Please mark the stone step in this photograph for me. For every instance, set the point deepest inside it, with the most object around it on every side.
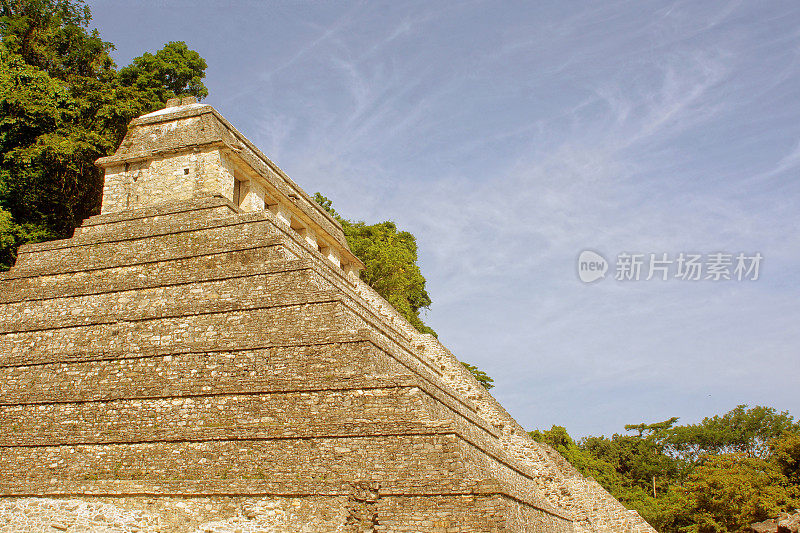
(295, 322)
(351, 363)
(264, 415)
(238, 232)
(232, 260)
(287, 281)
(431, 459)
(166, 218)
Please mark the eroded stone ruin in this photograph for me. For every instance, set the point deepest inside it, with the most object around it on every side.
(202, 356)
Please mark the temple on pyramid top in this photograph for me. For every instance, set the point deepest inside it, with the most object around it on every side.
(188, 150)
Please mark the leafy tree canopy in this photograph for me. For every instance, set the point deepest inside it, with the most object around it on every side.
(390, 260)
(718, 475)
(63, 105)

**Problem**: Repeat verbatim all the material, but not the pictures.

**Answer**:
Please mark the stone step in this photograph for me. For every instance, set the point deepest inside it, with the most object around it on every side.
(295, 322)
(351, 363)
(264, 415)
(238, 232)
(232, 260)
(287, 281)
(431, 459)
(166, 218)
Please mark the eroded stone ruin in this photograph for me. For every instance, set the point deepest inside it, with the most object around it on every side.
(202, 356)
Please mark the temple on pyramid top in this photograph for me. For every instance, set the point deepest inside it, with the most object around it on every side.
(188, 150)
Please mark the leafy tree canopy in this photograph for me. For every instance, set the point deepest inside it, with the most object around it on every side.
(390, 260)
(718, 475)
(63, 105)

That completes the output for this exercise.